Directions = Report how many lines of the records below contain the string "after", treating uppercase and lowercase as different. Give only the number.

START Extracted entries

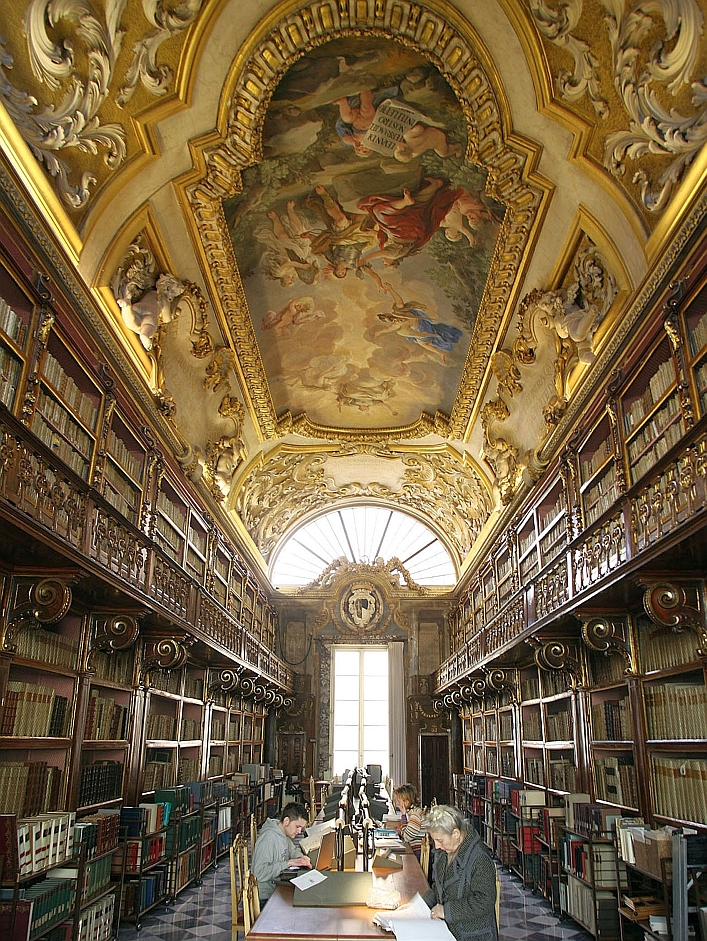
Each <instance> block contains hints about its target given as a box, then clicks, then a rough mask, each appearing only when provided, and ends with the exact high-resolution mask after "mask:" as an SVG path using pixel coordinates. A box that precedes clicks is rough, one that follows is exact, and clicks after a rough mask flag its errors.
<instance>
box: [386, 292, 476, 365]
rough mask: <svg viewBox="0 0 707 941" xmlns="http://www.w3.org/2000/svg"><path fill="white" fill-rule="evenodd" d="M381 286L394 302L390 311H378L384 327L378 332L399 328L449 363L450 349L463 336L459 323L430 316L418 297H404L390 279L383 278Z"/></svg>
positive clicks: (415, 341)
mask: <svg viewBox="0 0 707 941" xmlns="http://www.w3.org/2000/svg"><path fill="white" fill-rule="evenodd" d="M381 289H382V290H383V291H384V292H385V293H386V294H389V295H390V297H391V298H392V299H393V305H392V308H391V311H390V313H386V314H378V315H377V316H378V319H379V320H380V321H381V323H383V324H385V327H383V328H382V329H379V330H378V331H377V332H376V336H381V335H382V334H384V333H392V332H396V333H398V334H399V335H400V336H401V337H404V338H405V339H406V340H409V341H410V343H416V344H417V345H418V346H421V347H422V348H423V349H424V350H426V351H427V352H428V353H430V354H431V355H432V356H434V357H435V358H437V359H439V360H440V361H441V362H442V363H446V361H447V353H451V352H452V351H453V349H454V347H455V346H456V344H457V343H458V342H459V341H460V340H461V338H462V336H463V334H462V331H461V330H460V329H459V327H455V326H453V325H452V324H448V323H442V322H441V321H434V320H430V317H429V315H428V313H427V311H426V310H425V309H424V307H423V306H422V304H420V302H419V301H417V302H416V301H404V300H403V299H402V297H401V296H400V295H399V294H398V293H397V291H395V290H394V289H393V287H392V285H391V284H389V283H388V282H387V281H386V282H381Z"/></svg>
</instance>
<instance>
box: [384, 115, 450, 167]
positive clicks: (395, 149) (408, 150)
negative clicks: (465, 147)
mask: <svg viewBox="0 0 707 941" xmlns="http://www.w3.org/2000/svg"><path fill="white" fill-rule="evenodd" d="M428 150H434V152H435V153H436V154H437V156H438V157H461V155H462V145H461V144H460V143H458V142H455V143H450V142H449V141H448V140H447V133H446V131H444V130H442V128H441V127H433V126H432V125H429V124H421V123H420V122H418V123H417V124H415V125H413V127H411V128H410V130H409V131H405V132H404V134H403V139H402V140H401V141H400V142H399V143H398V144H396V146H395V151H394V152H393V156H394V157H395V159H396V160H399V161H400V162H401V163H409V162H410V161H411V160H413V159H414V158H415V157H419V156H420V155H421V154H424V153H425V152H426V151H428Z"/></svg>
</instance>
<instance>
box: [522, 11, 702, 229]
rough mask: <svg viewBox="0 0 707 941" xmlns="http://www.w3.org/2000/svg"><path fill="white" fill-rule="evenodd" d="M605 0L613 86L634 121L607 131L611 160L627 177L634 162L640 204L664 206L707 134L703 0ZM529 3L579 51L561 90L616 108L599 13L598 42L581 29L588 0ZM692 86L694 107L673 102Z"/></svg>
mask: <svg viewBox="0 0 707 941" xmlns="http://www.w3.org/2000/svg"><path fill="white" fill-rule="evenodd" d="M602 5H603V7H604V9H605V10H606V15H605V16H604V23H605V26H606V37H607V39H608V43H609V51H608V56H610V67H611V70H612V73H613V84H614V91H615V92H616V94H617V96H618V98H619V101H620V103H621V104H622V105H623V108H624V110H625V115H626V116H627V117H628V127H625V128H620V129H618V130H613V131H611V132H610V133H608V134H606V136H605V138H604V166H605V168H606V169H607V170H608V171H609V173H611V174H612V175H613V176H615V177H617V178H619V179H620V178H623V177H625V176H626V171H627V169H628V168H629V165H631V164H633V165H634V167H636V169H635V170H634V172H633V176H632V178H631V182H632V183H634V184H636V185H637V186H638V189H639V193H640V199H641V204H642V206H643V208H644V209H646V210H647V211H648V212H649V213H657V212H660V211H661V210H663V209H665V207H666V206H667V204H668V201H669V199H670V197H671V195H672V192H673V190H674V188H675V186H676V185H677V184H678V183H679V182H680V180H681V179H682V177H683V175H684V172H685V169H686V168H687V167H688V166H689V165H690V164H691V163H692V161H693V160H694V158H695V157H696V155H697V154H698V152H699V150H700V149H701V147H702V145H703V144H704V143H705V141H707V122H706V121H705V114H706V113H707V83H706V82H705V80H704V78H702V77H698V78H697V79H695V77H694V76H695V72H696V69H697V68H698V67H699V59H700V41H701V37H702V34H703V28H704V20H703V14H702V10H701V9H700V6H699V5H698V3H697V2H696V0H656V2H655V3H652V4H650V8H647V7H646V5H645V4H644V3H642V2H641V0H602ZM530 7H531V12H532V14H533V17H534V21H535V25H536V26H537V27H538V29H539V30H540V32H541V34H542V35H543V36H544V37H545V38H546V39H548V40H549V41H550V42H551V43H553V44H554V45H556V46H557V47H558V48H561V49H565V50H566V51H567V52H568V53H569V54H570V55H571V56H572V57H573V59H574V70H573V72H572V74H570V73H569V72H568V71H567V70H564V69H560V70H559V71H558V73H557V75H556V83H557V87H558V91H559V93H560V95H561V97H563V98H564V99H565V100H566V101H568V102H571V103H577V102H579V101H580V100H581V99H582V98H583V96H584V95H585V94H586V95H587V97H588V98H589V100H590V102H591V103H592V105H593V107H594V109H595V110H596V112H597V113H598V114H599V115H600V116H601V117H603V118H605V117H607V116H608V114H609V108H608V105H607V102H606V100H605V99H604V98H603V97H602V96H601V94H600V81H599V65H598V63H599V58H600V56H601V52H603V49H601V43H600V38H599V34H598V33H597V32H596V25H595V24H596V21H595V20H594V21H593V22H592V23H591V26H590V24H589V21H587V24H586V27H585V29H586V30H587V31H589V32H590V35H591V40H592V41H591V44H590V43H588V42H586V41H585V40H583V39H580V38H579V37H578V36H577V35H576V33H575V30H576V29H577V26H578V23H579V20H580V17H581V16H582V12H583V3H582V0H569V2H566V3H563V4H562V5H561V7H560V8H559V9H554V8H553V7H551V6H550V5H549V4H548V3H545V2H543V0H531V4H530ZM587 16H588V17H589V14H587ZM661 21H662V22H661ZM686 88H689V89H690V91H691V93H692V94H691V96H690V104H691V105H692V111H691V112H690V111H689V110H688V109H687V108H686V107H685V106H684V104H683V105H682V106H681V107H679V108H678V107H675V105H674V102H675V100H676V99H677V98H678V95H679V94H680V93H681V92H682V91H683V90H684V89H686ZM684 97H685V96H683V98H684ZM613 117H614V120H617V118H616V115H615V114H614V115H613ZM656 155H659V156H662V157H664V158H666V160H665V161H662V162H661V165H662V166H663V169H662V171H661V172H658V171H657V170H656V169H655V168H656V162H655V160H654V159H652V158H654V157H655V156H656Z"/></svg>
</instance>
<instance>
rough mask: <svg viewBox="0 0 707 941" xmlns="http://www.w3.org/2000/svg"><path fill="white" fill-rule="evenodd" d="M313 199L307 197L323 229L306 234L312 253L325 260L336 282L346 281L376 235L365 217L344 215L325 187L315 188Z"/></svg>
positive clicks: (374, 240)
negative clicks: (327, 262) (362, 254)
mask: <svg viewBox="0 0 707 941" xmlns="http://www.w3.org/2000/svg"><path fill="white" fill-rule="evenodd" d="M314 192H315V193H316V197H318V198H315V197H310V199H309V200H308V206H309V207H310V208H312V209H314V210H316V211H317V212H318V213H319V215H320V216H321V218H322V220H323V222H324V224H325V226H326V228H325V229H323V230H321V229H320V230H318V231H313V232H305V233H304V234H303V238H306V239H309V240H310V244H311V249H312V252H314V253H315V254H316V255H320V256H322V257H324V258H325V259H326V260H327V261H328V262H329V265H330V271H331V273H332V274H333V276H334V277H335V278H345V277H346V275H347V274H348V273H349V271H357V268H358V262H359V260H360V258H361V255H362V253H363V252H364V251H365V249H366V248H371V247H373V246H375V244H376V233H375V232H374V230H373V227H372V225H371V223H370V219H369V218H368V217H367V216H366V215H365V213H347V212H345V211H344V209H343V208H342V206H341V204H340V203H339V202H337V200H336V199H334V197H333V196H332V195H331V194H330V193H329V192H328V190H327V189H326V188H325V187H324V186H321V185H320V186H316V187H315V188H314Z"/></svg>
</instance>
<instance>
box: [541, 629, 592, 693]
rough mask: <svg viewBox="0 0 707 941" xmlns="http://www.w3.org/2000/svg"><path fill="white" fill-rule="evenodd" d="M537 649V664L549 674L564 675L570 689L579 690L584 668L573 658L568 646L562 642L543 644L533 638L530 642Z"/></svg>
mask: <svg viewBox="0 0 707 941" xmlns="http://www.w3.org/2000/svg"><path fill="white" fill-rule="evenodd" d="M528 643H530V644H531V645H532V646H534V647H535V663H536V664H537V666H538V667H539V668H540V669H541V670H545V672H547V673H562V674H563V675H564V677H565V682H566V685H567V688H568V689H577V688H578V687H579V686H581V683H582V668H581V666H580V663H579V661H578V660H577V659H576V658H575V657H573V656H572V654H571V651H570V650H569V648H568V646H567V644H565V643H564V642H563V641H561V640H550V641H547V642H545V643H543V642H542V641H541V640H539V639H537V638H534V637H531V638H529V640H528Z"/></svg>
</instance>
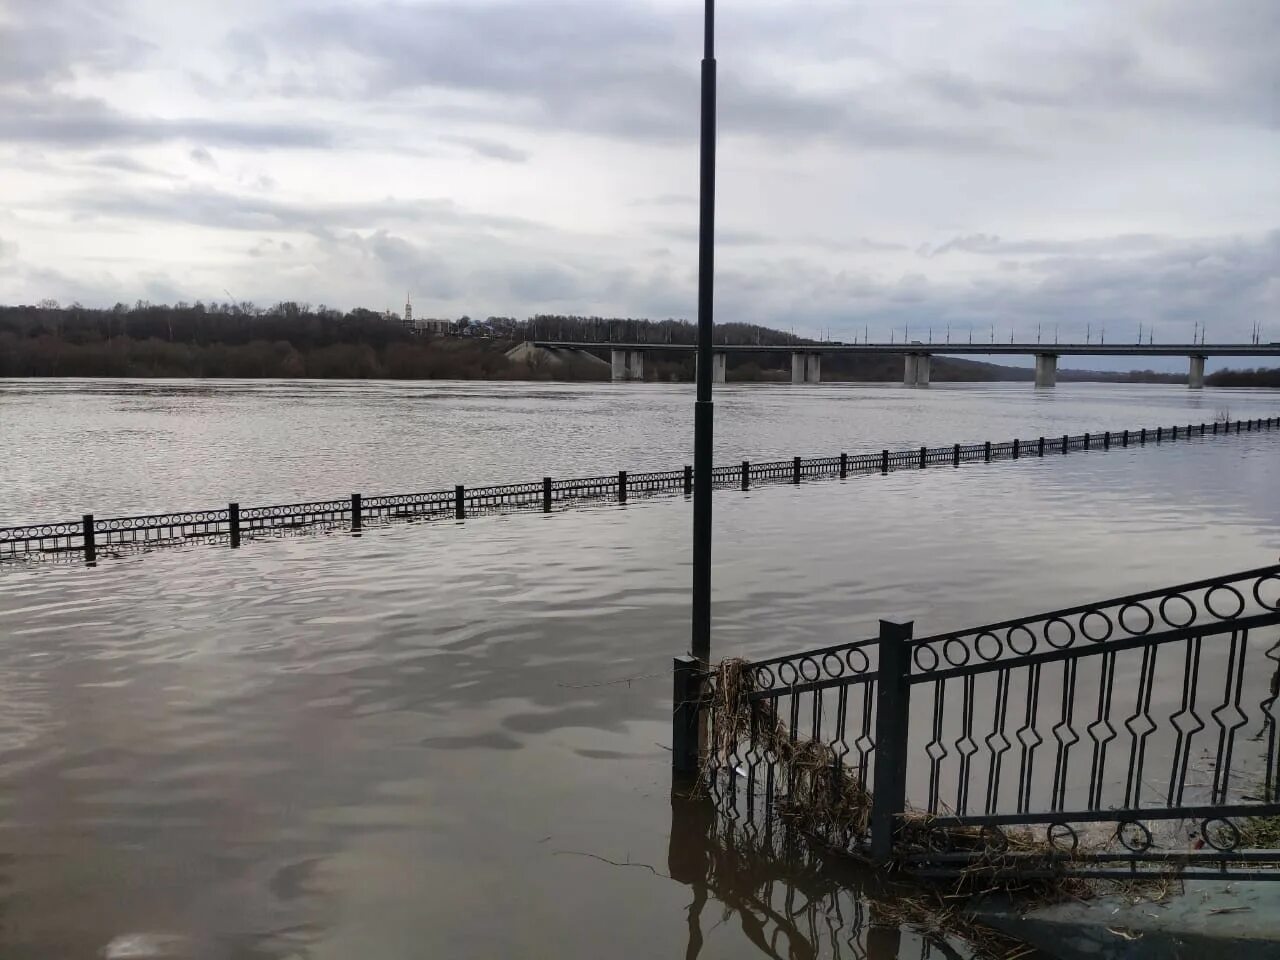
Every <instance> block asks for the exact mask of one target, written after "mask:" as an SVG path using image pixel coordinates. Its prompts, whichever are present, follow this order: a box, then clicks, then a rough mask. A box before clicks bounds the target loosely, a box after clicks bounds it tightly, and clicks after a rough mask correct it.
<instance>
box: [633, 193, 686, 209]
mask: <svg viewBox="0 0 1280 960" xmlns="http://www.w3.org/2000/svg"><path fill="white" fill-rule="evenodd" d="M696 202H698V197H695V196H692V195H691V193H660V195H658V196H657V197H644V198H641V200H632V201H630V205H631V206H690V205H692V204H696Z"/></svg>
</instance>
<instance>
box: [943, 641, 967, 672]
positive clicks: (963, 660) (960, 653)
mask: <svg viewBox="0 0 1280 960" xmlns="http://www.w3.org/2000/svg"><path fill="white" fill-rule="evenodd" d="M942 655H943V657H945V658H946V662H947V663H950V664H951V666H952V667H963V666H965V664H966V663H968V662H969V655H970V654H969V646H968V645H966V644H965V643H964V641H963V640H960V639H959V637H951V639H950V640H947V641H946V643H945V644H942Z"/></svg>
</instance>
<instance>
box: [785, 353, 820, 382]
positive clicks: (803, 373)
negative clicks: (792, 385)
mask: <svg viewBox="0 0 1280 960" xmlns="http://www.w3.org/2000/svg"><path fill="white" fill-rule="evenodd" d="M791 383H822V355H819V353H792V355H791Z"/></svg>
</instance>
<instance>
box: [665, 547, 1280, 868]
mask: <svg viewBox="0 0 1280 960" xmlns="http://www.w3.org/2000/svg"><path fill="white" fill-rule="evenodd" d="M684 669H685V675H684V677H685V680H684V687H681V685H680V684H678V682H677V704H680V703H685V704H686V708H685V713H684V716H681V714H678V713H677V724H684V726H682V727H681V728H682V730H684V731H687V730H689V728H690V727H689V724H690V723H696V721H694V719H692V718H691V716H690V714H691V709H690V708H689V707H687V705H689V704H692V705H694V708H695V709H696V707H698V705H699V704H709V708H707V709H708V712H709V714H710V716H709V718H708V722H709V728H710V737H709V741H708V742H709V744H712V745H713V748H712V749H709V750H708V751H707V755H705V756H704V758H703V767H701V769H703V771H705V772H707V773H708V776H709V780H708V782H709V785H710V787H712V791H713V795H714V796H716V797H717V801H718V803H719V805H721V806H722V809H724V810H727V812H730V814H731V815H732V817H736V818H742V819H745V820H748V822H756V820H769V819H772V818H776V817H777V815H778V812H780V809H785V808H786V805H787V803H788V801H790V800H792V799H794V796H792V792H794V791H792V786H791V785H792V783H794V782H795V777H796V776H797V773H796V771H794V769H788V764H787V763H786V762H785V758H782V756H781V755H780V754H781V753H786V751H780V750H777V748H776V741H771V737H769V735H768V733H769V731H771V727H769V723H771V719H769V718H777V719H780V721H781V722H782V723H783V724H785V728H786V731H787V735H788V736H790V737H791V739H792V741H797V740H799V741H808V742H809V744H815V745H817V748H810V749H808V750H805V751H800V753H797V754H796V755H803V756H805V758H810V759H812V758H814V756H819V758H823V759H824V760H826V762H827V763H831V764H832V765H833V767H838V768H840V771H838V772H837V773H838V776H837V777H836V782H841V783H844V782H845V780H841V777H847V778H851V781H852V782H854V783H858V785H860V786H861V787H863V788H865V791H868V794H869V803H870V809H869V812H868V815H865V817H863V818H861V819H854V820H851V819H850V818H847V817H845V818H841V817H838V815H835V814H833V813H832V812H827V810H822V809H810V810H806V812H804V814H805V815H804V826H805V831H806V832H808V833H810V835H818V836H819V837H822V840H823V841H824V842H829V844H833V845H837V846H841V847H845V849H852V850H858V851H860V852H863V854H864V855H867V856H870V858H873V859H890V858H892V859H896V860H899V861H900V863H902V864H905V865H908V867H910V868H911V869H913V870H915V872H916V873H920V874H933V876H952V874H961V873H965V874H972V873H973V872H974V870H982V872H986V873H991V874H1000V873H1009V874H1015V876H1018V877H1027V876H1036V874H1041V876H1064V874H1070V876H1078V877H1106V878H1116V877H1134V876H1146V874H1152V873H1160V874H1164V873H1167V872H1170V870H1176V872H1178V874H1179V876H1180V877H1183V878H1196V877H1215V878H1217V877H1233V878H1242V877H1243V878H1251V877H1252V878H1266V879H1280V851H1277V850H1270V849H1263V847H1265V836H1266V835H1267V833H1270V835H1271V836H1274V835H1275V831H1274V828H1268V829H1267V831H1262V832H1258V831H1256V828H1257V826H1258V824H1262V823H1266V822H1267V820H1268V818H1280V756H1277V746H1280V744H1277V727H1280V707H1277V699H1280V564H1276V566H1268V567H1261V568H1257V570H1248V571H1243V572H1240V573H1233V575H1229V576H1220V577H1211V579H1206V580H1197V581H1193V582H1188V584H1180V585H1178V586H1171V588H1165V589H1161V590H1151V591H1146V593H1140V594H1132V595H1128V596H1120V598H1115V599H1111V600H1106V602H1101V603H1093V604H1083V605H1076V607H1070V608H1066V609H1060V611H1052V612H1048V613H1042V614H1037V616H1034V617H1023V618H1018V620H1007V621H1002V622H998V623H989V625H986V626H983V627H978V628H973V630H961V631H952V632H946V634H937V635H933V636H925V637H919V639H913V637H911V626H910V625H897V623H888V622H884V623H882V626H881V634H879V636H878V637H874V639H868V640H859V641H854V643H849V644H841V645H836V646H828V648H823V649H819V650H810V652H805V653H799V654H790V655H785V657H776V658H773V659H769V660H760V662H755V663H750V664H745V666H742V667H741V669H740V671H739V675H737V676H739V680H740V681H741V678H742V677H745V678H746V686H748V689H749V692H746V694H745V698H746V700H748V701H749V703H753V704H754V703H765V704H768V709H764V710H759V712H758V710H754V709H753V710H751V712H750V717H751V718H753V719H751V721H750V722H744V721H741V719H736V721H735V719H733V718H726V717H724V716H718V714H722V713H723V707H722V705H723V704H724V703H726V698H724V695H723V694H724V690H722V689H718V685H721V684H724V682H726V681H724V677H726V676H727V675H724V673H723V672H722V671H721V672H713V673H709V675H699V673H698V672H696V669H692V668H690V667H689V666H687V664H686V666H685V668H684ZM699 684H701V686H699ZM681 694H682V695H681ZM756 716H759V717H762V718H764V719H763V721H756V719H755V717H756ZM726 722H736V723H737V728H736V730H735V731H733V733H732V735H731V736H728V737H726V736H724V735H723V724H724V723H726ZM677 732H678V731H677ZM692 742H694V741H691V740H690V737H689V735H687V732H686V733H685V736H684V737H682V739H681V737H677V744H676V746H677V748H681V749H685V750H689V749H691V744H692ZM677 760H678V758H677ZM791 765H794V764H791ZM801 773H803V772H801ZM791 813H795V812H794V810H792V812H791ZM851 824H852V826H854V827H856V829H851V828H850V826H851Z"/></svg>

END Extracted entries

Answer below = 2